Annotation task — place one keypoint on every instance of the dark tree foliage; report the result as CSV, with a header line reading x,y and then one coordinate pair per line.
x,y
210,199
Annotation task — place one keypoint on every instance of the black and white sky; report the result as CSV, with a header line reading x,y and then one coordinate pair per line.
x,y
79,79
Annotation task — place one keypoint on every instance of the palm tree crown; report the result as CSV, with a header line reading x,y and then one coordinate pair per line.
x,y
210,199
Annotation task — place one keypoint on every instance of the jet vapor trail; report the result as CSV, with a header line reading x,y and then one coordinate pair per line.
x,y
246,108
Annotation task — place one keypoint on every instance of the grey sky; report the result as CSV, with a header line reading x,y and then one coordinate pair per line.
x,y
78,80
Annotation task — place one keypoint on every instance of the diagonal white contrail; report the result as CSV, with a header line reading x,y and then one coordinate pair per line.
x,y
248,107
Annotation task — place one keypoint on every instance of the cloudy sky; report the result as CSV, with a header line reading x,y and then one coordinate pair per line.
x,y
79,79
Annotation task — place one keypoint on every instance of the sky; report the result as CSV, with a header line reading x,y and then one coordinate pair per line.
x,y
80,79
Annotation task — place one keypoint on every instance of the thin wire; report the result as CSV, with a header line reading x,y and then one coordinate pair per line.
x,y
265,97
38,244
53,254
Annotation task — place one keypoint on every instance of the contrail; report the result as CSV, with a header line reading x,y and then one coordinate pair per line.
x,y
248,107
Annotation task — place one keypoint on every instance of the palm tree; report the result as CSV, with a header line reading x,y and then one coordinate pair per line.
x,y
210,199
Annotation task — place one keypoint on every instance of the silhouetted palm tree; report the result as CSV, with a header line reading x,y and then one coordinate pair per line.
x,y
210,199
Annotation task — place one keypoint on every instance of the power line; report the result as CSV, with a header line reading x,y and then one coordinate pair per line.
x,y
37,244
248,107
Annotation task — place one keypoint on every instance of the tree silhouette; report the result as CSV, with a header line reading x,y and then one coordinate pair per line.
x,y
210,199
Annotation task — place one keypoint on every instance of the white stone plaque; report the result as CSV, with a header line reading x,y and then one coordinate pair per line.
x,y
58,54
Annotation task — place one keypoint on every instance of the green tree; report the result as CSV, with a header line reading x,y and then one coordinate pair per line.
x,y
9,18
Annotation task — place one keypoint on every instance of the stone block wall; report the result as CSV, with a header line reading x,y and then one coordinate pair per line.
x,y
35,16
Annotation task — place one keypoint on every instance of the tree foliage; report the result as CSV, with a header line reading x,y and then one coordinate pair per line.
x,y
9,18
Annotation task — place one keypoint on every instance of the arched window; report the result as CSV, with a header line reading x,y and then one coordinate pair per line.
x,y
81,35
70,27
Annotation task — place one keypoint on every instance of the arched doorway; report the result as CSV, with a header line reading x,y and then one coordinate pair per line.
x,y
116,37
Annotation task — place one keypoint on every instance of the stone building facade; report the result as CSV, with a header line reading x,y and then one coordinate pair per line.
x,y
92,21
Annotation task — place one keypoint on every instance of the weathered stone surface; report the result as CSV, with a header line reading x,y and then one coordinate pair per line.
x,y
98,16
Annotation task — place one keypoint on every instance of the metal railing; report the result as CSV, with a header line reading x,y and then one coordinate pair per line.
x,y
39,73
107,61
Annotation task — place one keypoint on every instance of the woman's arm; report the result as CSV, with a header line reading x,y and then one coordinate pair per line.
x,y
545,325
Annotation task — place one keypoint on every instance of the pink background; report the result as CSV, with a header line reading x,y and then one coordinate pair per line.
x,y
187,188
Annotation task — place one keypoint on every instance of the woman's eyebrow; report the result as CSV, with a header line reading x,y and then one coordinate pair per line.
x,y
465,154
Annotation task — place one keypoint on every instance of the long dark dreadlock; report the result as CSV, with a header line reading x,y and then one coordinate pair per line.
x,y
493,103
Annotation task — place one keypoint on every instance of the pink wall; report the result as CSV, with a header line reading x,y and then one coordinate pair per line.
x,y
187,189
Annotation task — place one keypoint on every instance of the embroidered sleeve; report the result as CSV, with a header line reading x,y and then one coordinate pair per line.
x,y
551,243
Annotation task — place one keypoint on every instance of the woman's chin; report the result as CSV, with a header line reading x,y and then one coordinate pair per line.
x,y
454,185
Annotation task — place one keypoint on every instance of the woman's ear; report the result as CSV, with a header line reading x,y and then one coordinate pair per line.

...

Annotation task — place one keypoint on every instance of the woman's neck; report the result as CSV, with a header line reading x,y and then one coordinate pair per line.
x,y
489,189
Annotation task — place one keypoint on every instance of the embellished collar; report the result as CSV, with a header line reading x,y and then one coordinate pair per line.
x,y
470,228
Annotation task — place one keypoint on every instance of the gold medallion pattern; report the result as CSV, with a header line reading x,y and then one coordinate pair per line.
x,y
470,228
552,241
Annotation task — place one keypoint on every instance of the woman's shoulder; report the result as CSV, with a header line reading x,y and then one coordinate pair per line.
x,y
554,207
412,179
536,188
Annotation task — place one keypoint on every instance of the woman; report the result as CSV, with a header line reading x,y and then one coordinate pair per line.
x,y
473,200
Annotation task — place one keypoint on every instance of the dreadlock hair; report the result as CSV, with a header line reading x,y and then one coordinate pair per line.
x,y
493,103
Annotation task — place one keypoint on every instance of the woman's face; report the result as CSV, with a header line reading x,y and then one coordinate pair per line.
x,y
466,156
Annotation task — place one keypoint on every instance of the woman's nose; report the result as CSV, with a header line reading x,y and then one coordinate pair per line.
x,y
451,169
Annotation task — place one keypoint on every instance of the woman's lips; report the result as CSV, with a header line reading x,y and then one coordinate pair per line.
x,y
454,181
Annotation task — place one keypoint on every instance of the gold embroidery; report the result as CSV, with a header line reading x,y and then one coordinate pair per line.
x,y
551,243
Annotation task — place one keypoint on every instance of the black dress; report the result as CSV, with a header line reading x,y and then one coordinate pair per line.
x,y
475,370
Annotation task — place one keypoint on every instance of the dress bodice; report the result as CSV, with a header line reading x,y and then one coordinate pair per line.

...

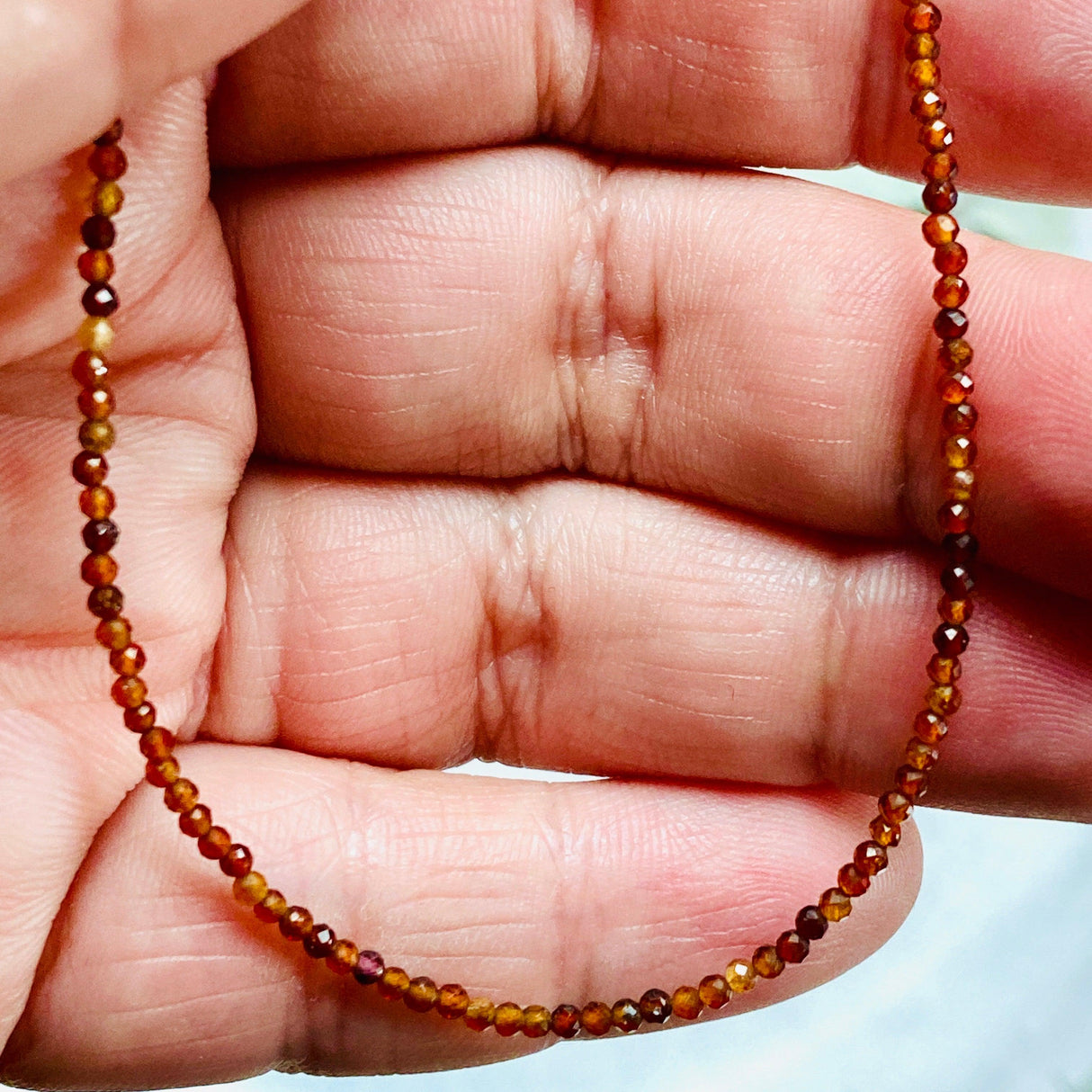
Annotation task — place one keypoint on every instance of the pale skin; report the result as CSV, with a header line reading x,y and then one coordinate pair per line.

## [WHAT THE TASK ASKS]
Using the entries above, return exactly the lines from the line with "of the long" to the line with "the woman's ear;", counting both of those lines.

## [TASK SOLUTION]
Annotation task — place one keypoint on every instance of the long dark dreadlock; report the result as CSV, with a header line reading x,y and then one coordinate pair per line.
x,y
493,103
Annotation task — place one keypoint on every instance of the pink wall; report the result as CSV, with a header line reading x,y and then one coordinate pair per line.
x,y
187,189
Annotation task — place one keypoint on every instance of the embroidered sleeve; report the result as CSV, with a header line reading x,y and then one coordinate pair per line.
x,y
551,243
Annotation task — place one keypoint on every instance of the woman's chin; report the result as CSV, with a header line reading x,y and then one coordinate pair per line.
x,y
454,185
Annotation task — place one keypoint on every instance of the woman's ear; report the result as CSV, with a header line reading x,y and then one coordinate pair per line.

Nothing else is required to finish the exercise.